• **Materials provided**
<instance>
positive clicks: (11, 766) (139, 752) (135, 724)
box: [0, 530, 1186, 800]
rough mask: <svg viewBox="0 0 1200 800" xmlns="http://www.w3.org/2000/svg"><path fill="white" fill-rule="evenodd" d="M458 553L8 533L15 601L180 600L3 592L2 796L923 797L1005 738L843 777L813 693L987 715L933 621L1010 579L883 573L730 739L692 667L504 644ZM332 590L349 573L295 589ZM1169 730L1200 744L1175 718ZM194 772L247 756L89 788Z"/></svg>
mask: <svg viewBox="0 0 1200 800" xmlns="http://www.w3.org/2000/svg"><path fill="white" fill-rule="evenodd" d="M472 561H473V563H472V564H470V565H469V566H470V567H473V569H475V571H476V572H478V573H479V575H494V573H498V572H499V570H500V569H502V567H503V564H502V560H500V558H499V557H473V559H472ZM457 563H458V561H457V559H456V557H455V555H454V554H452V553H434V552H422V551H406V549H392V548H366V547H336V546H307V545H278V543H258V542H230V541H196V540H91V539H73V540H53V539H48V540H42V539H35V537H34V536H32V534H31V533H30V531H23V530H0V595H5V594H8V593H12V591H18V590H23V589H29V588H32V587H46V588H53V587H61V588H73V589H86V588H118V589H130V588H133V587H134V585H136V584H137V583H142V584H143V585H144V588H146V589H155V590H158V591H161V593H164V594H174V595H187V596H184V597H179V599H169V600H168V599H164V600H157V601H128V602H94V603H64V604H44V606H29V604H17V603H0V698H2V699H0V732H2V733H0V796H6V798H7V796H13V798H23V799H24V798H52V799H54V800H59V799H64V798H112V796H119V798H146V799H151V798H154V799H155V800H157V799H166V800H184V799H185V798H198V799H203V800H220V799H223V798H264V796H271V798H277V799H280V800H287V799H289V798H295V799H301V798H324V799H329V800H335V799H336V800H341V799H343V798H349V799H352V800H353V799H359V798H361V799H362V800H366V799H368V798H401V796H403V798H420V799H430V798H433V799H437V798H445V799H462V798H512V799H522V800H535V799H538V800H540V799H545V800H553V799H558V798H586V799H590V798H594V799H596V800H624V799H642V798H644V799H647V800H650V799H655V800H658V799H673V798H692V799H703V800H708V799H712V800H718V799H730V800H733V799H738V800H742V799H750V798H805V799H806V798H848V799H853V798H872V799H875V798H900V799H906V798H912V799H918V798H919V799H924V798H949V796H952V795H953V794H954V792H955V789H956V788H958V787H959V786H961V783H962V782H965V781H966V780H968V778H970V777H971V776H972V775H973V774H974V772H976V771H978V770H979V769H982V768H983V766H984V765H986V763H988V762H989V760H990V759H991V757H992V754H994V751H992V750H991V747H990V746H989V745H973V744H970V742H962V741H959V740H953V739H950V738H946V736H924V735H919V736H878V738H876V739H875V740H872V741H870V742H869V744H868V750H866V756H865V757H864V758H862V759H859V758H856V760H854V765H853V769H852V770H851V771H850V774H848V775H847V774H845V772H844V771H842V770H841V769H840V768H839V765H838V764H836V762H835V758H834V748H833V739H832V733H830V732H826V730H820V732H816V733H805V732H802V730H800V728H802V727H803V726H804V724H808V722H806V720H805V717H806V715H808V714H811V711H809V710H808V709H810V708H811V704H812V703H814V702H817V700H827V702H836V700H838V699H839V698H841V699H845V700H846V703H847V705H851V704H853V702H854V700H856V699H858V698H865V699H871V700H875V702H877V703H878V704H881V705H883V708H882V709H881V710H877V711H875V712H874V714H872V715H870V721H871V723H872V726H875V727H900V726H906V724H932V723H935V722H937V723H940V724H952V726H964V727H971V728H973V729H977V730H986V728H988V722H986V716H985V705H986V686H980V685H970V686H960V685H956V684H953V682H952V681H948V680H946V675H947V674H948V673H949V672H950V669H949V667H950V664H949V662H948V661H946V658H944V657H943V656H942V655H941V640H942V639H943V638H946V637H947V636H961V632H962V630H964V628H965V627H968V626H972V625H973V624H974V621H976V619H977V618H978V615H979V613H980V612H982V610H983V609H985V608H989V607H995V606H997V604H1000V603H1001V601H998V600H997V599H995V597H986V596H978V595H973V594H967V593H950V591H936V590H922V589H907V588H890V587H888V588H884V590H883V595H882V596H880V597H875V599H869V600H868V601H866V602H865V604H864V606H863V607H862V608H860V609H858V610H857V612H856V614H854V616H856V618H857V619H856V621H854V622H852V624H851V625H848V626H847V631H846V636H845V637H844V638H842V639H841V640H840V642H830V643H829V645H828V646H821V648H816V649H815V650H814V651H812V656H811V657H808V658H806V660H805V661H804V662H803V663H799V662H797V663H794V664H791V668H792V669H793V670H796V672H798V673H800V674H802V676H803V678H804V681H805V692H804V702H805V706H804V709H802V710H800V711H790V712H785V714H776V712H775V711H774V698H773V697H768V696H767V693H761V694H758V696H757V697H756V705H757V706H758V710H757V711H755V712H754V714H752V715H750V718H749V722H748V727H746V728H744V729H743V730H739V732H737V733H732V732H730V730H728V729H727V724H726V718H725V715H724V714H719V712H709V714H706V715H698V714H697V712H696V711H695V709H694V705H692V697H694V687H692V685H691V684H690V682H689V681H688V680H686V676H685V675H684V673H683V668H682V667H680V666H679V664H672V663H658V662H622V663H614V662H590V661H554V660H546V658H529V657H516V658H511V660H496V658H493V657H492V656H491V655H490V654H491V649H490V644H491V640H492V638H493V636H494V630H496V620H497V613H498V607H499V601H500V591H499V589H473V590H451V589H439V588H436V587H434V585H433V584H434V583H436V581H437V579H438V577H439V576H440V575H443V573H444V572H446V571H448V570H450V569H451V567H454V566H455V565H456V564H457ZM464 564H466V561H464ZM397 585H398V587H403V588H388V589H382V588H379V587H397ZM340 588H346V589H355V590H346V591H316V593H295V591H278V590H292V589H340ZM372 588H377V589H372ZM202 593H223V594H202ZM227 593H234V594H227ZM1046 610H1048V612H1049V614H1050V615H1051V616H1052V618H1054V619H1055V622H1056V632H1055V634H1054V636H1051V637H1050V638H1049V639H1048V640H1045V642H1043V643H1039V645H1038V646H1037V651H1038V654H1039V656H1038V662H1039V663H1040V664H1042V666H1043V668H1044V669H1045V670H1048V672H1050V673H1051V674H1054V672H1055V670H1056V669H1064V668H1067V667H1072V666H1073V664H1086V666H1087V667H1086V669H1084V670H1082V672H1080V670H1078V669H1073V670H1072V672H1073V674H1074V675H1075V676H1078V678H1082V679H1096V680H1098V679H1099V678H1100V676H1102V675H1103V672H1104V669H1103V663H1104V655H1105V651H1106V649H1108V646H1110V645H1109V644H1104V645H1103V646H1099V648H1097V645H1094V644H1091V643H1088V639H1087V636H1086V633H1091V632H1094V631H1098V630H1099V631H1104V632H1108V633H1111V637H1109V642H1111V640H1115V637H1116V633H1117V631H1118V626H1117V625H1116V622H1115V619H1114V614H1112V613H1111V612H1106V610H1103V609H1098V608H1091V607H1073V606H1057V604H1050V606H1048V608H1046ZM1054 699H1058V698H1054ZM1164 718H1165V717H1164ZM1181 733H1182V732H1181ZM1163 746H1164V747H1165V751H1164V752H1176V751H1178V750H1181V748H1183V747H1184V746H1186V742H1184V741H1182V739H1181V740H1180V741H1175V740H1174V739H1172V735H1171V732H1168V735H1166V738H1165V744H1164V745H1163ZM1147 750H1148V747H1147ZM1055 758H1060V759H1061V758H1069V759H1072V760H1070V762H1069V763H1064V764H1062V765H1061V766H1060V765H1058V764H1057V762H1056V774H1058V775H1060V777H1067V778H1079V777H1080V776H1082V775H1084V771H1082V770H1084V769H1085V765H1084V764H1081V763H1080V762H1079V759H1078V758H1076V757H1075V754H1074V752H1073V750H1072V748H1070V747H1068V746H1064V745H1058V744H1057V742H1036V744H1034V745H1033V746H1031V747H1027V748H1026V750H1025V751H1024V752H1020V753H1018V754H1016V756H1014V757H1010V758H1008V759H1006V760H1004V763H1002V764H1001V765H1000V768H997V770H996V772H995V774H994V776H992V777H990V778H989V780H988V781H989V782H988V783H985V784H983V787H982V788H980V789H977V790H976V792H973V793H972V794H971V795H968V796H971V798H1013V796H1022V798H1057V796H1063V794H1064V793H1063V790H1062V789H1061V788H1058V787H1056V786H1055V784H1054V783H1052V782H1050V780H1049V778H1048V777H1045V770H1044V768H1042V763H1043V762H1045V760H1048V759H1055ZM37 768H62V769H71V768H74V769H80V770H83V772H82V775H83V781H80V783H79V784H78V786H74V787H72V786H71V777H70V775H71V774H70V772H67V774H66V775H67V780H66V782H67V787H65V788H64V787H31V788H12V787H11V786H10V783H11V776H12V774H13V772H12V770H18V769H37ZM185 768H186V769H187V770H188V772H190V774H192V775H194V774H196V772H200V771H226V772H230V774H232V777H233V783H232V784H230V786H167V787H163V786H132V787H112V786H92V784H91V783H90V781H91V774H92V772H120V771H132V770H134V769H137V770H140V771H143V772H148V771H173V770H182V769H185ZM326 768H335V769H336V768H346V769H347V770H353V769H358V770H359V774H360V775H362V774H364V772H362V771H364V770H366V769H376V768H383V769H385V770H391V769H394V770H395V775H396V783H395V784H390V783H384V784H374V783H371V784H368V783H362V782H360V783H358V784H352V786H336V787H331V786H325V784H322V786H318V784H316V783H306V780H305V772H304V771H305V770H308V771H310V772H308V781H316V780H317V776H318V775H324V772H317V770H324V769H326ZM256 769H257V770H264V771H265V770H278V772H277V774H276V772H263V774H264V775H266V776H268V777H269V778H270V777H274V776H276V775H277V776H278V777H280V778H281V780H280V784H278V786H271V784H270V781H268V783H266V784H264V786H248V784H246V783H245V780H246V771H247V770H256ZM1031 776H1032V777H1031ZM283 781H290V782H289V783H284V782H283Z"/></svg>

• **Exercise instructions**
Reproduce the stretch from the start of the records through the line containing "rough mask: <svg", with no changes.

• **Problem solution**
<instance>
positive clicks: (11, 766) (139, 752) (135, 724)
box: [0, 530, 1186, 800]
rough mask: <svg viewBox="0 0 1200 800" xmlns="http://www.w3.org/2000/svg"><path fill="white" fill-rule="evenodd" d="M458 553L8 533L15 601L180 600L3 592L2 796L923 797L1005 738L843 777L813 693L987 715L933 621L1010 579L883 573L730 739L692 667L504 644ZM332 590L349 573L295 589ZM1169 730L1200 744L1175 718ZM194 772L247 756L89 788Z"/></svg>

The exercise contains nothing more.